[Written task] Arrange every entry below as a two-column CSV headed entry_text and answer, with one row per entry and its text and answer each in one quoted field, line breaks replaced by spaces. Leave the pictures out.

[Excerpted records]
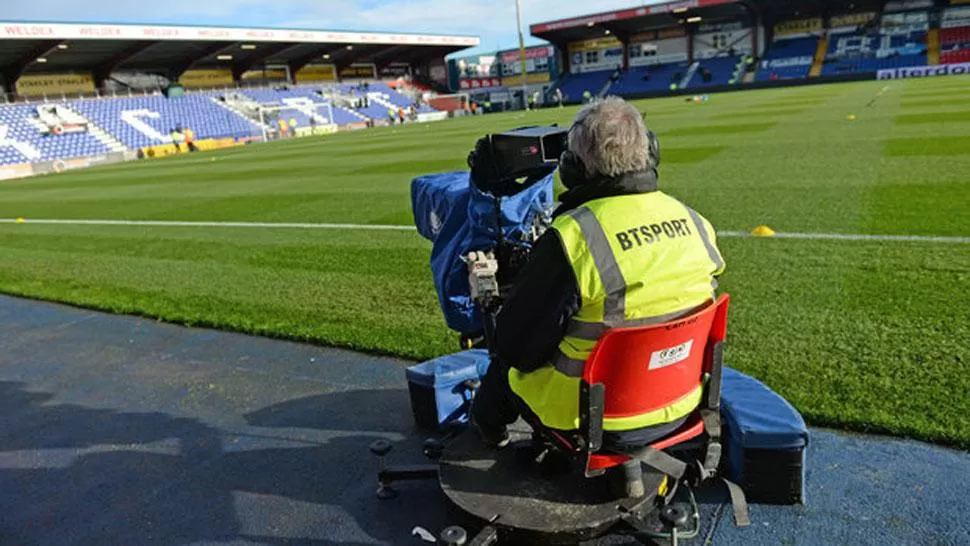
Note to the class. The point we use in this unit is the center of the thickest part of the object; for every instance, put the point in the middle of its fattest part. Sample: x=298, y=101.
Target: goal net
x=296, y=117
x=459, y=102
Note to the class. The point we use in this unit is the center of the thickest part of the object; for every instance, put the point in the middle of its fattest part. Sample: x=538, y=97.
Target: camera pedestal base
x=494, y=488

[Task result]
entry_text,answer
"Note to the class. The point we use in this unit is the center of the thickest part of the object; for every instance, put the point in the middle of its fattest part. Sample: x=298, y=101. Target: goal net","x=296, y=117 x=459, y=102"
"Note to the class. The point we use in this unit is the center of the thickest part of the object; for every instance, put the point in the middle of its fattest part. Sample: x=538, y=97. Target: camera pedestal base","x=494, y=488"